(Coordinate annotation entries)
## START
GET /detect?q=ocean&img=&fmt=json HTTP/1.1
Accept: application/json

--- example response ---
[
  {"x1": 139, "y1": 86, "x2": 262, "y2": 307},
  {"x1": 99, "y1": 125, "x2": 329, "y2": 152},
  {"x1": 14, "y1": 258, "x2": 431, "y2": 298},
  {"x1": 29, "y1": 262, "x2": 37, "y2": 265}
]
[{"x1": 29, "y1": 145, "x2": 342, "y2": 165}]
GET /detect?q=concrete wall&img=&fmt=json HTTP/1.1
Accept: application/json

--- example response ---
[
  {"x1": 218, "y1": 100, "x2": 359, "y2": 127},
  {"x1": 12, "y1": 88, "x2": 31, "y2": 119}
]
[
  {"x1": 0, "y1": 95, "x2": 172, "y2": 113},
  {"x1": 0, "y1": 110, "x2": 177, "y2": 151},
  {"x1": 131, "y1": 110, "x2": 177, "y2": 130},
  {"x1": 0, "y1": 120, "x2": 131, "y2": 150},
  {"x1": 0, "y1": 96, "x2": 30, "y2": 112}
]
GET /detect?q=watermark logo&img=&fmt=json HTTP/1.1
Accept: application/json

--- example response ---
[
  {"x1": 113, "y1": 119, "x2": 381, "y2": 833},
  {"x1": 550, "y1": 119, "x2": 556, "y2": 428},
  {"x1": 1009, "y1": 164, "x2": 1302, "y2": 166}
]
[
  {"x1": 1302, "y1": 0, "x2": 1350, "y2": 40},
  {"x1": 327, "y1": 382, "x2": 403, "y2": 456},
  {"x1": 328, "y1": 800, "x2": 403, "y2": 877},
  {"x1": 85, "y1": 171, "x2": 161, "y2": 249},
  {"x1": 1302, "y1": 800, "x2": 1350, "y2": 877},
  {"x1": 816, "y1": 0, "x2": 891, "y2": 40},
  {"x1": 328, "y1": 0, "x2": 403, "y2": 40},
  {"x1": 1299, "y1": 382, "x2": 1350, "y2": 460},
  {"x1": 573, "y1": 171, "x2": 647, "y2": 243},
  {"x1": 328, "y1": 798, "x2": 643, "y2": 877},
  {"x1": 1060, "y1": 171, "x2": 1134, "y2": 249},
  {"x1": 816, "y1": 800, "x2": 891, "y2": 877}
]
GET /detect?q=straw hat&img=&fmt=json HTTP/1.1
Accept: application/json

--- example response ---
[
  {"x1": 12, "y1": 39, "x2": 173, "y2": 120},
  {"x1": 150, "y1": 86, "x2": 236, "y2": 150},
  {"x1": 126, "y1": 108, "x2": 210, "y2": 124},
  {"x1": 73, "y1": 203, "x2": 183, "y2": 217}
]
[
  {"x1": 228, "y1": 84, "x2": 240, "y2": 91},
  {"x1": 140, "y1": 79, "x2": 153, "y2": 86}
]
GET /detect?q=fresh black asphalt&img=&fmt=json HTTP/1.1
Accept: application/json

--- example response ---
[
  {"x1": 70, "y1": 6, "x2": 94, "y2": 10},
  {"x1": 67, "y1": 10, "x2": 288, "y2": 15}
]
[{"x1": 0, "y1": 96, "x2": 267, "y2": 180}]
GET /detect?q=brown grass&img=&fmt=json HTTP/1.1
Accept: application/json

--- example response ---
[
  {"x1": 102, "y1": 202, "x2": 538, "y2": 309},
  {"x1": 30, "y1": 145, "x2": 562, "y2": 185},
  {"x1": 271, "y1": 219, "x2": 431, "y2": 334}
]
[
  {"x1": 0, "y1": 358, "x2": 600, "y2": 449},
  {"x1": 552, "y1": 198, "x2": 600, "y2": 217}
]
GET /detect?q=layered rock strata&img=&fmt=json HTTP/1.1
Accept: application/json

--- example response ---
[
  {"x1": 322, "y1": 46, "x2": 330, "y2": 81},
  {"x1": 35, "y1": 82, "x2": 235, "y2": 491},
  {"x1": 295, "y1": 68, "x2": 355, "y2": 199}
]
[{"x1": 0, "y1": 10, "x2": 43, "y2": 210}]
## END
## START
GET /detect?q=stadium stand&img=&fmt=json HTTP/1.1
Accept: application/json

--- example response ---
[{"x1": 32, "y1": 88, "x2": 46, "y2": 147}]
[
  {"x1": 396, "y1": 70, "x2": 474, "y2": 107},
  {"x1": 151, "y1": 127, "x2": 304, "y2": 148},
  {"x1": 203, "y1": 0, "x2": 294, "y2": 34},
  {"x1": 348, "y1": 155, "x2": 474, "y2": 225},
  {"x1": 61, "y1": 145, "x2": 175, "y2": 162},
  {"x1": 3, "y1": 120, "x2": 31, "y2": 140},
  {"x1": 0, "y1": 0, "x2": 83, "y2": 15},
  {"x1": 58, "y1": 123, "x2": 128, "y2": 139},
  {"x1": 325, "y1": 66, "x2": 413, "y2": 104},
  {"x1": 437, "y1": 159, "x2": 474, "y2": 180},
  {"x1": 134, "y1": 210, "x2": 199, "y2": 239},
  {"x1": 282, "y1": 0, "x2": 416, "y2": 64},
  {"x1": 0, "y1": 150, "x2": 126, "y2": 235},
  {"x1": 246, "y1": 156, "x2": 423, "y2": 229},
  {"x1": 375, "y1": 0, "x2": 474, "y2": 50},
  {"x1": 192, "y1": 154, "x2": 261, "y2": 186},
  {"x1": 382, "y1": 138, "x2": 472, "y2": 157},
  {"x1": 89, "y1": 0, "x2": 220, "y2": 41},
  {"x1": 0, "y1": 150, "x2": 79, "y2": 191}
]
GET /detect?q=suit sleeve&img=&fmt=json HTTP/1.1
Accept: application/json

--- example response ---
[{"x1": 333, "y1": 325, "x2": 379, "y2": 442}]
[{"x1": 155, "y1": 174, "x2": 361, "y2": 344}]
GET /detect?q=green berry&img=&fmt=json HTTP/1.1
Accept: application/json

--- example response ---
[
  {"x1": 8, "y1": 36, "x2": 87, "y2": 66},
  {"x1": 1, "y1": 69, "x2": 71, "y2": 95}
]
## END
## START
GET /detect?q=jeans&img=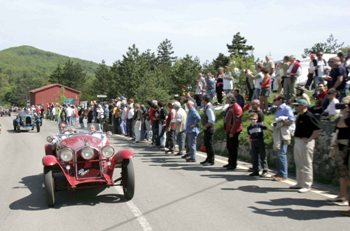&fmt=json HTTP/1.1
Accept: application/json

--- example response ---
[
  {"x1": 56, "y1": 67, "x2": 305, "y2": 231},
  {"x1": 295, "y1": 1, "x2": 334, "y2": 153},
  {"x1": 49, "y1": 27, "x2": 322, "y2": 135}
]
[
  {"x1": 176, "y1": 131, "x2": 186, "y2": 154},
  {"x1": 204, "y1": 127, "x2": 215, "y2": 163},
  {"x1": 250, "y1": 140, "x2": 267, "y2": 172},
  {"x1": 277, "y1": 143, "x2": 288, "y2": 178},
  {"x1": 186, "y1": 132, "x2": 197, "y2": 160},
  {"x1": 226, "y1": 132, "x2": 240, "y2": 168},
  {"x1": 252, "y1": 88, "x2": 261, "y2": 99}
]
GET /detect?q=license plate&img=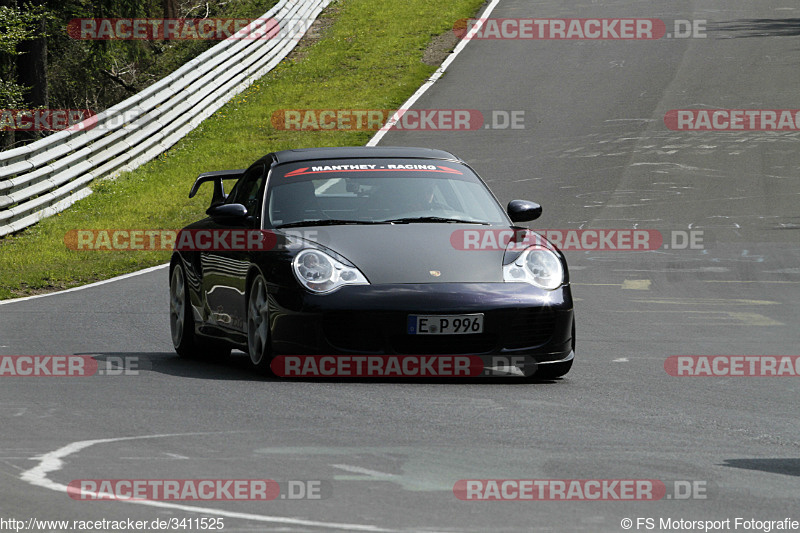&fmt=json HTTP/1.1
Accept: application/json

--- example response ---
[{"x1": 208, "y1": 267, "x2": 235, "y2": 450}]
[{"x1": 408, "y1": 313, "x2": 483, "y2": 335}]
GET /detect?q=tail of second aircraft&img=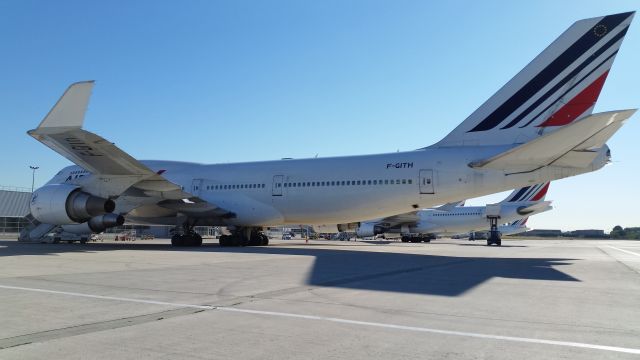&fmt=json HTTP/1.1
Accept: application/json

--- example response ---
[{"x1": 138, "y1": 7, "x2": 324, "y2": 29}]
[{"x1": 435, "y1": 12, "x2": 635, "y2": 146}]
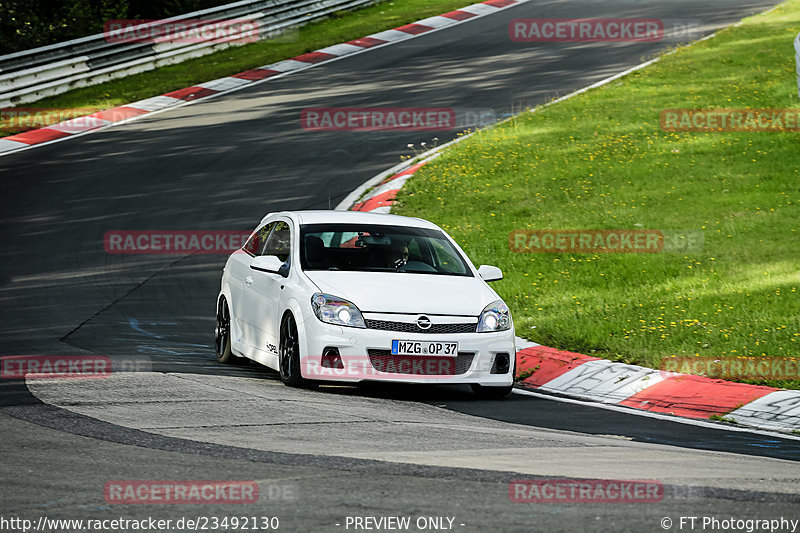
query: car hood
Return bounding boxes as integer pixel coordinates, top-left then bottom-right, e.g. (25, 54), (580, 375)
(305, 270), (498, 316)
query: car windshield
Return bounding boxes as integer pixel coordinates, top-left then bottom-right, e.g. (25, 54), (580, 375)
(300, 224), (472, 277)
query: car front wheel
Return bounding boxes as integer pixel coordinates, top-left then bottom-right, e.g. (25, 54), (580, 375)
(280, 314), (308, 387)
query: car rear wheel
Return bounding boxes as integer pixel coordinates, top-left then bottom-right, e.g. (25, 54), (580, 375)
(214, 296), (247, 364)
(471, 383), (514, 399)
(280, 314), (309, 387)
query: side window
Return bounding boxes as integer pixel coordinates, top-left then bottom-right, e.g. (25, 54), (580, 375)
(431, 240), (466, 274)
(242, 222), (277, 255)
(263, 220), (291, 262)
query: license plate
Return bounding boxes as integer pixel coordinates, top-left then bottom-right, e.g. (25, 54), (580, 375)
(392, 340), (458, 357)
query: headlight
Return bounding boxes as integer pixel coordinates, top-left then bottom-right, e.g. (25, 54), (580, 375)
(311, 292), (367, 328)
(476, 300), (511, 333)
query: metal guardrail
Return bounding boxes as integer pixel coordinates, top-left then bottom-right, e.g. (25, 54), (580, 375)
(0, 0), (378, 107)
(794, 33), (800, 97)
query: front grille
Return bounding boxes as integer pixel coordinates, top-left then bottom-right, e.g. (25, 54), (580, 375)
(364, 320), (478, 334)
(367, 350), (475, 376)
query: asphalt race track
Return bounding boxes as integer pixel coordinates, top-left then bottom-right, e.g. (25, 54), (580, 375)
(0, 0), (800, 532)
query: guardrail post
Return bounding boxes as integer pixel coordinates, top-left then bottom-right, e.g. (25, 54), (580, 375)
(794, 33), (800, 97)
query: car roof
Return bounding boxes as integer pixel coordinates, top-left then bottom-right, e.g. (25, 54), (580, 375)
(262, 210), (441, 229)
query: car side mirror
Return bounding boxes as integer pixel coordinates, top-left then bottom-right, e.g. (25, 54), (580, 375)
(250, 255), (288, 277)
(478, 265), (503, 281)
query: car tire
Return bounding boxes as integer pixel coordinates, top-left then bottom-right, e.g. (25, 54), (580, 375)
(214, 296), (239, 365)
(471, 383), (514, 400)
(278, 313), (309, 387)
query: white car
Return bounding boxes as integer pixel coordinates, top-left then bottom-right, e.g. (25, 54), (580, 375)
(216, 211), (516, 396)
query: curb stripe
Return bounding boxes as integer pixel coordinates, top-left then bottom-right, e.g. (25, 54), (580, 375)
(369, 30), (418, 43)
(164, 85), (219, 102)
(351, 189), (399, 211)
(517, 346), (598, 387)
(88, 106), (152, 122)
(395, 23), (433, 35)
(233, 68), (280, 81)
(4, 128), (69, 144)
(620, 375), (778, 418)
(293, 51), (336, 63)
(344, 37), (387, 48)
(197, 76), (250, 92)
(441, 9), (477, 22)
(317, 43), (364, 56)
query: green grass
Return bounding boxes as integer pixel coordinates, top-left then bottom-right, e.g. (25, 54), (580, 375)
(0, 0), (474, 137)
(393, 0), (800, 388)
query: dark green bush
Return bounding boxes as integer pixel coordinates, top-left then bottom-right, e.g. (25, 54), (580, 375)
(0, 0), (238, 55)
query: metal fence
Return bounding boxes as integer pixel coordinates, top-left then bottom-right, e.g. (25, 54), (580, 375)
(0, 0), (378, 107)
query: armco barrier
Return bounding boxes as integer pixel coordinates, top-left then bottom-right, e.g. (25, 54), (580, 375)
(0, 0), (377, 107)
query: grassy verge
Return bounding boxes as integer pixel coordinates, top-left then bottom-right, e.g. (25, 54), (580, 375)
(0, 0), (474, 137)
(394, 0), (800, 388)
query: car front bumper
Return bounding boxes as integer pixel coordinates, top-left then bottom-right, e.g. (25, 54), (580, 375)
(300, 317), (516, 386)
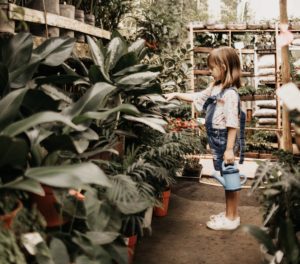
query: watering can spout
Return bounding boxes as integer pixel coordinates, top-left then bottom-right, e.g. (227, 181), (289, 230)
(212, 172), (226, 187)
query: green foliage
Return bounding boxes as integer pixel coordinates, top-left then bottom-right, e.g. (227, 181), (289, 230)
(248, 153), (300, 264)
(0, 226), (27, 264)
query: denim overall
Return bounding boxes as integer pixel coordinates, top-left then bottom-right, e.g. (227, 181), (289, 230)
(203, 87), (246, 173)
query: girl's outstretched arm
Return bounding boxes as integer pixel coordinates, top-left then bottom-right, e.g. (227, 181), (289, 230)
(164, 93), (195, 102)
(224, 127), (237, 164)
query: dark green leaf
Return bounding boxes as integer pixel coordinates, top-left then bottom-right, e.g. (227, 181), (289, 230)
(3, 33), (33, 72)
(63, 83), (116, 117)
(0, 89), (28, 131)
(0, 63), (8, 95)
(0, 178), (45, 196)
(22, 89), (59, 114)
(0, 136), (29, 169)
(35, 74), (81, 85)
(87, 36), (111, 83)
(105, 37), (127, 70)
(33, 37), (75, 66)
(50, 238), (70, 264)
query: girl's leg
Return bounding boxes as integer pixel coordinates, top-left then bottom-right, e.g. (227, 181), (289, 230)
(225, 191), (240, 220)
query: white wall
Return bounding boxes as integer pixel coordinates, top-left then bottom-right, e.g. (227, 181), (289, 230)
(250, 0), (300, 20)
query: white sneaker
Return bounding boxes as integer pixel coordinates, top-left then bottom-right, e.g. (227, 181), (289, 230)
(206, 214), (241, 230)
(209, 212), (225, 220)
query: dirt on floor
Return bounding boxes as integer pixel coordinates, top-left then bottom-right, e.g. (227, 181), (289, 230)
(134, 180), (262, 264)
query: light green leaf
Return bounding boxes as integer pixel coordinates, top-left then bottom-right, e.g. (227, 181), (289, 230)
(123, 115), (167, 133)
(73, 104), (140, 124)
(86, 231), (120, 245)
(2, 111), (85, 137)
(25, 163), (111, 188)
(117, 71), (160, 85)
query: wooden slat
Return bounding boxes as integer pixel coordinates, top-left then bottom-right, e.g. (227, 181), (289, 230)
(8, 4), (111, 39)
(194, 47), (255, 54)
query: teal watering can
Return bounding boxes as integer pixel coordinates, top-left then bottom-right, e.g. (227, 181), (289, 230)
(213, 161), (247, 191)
## END
● Your task
Please reproduce the stretch of the records from the line containing "query: curb stripe" through the line containing "(0, 0), (377, 107)", including both of those lines and nothing else.

● Response
query: curb stripe
Return bounding boxes as integer pixel coordinates, top-left then bottom-right, e.g. (25, 54), (580, 375)
(369, 30), (418, 43)
(164, 85), (219, 102)
(351, 189), (399, 211)
(517, 346), (598, 387)
(88, 106), (152, 122)
(395, 23), (433, 35)
(233, 68), (280, 81)
(4, 128), (69, 144)
(620, 375), (778, 418)
(293, 51), (336, 63)
(344, 37), (387, 48)
(197, 76), (250, 92)
(441, 9), (477, 22)
(317, 43), (364, 56)
query: green grass
Return bounding boxes as integer pixel coordinates, top-left then bottom-right, e.g. (25, 54), (580, 375)
(0, 0), (474, 137)
(393, 0), (800, 388)
query: dark green bush
Return bounding boxes as integer pixel coordinates, top-left then bottom-right, e.g. (25, 54), (580, 375)
(0, 0), (238, 55)
query: metal fence
Return bounding boxes as integer pixel coordinates, top-left then bottom-right, e.g. (25, 54), (580, 375)
(0, 0), (378, 107)
query: armco barrier
Return bounding boxes as integer pixel coordinates, top-left then bottom-right, e.g. (25, 54), (580, 375)
(0, 0), (377, 107)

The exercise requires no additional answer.